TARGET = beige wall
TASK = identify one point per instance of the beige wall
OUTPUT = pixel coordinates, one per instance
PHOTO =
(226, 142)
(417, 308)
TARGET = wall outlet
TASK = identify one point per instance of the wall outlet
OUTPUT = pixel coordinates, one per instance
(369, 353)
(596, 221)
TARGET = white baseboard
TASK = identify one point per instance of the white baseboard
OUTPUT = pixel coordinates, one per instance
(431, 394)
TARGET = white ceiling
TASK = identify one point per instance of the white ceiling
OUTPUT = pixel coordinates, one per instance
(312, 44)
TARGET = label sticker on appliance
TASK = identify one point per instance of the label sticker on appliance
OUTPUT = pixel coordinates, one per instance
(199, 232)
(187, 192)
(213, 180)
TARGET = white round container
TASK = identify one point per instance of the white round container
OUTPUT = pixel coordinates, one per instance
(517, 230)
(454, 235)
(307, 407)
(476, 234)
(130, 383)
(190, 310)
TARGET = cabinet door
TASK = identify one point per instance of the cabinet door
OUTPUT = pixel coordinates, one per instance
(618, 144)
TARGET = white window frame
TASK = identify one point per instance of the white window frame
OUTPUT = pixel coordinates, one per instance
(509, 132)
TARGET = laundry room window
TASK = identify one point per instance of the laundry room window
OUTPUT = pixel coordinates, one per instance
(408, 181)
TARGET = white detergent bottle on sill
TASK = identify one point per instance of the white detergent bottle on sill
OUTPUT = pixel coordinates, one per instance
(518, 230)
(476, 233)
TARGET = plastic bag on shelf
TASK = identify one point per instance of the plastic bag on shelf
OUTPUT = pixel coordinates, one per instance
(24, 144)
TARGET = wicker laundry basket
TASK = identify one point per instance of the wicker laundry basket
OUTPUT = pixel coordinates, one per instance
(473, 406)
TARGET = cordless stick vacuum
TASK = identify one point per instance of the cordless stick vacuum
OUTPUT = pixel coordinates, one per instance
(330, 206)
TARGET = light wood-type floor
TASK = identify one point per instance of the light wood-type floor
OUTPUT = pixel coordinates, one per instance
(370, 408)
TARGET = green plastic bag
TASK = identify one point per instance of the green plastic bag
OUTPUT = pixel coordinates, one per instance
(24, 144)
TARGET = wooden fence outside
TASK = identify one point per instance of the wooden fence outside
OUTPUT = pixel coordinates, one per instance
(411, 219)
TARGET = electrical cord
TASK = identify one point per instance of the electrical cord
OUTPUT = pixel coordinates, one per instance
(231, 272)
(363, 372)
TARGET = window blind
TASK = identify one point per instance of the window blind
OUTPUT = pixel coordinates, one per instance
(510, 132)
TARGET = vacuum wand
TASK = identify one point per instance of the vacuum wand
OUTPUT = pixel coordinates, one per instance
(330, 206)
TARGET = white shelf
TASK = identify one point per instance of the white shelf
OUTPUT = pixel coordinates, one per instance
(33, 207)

● REQUIREMENTS:
Recast every line of the material above as a Markdown table with the columns Row and Text. Skip blank lines, put each line's running number under Row, and put the line itself under Text.

● WRITTEN ANSWER:
| Row | Text |
|---|---|
| 1 | TARGET = beige wall |
| 2 | TASK = identify one point per instance of the beige wall |
| 3 | OUTPUT = pixel coordinates, one per instance |
| 4 | PHOTO = |
| 5 | (226, 142) |
| 6 | (417, 308) |
| 7 | TARGET = wall outlet |
| 8 | TASK = identify one point per instance of the wall outlet |
| 9 | OUTPUT = pixel coordinates, one per instance |
| 10 | (369, 353) |
| 11 | (596, 221) |
| 12 | TARGET = white baseboard |
| 13 | TASK = identify one point per instance of the white baseboard |
| 14 | OUTPUT = pixel coordinates, one per instance |
| 15 | (431, 394) |
| 16 | TARGET = white ceiling |
| 17 | TASK = identify one point per instance of the white ceiling |
| 18 | OUTPUT = pixel coordinates, one per instance |
| 19 | (312, 44) |
| 20 | TARGET = label sticker on appliance |
| 21 | TASK = identify one point per instance of the label sticker on appliance |
| 22 | OUTPUT = pixel coordinates, one per instance |
| 23 | (199, 232) |
| 24 | (187, 192) |
| 25 | (213, 180) |
| 26 | TARGET = white round container |
| 27 | TASK = identify one point per instance of the white round container |
| 28 | OUTPUT = pixel coordinates, one per instance |
| 29 | (517, 230) |
| 30 | (454, 235) |
| 31 | (307, 407) |
| 32 | (476, 234) |
| 33 | (130, 383) |
| 34 | (190, 310) |
| 35 | TARGET = cabinet door |
| 36 | TASK = identify one point per instance of the cabinet door |
| 37 | OUTPUT = pixel coordinates, one per instance |
| 38 | (618, 144) |
| 39 | TARGET = white window frame |
| 40 | TASK = identify one point per instance of the white window frame |
| 41 | OUTPUT = pixel coordinates, one per instance |
| 42 | (509, 132) |
| 43 | TARGET = laundry room window |
| 44 | TASK = identify one point per instance of the laundry room window |
| 45 | OUTPUT = pixel coordinates, one per instance |
| 46 | (408, 181) |
| 47 | TARGET = white detergent bottle on sill |
| 48 | TASK = identify one point per instance of the white detergent bottle on sill |
| 49 | OUTPUT = pixel coordinates, one per instance |
| 50 | (518, 230) |
| 51 | (476, 233) |
| 52 | TARGET = plastic bag on shelf |
| 53 | TASK = identify one point per instance of the plastic bag on shelf |
| 54 | OUTPUT = pixel coordinates, one per instance |
| 55 | (24, 144) |
| 56 | TARGET = wicker laundry basket |
| 57 | TASK = identify one point per instance of the wicker laundry basket |
| 58 | OUTPUT = pixel coordinates, one per instance |
| 59 | (473, 406) |
| 60 | TARGET = cordless stick vacuum |
| 61 | TASK = identify one point per instance of the cordless stick vacuum |
| 62 | OUTPUT = pixel coordinates, one per instance |
| 63 | (330, 206) |
| 64 | TARGET = light wood-type floor |
| 65 | TASK = identify one point per instance of the light wood-type floor |
| 66 | OUTPUT = pixel coordinates, one per instance |
| 67 | (370, 408) |
| 68 | TARGET = green plastic bag |
| 69 | TASK = identify one point per instance of the green plastic bag |
| 70 | OUTPUT = pixel coordinates, one per instance |
| 71 | (24, 144) |
| 72 | TARGET = wooden fence outside |
| 73 | TASK = identify one point per instance of the wooden fence outside |
| 74 | OUTPUT = pixel coordinates, one per instance |
| 75 | (411, 219) |
| 76 | TARGET = electrical cord |
| 77 | TASK = identify one point per instance of the electrical cord |
| 78 | OUTPUT = pixel coordinates, one per instance |
| 79 | (231, 272) |
| 80 | (363, 372) |
| 81 | TARGET = window blind |
| 82 | TASK = identify one point per instance of the window blind |
| 83 | OUTPUT = pixel coordinates, one per instance |
| 84 | (510, 132) |
| 85 | TARGET = vacuum wand |
| 86 | TASK = identify one point per instance of the vacuum wand |
| 87 | OUTPUT = pixel coordinates, one per instance |
| 88 | (330, 206) |
| 89 | TARGET = white shelf |
| 90 | TASK = identify one point per instance of the white shelf |
| 91 | OUTPUT = pixel coordinates, one per instance |
| 92 | (33, 207) |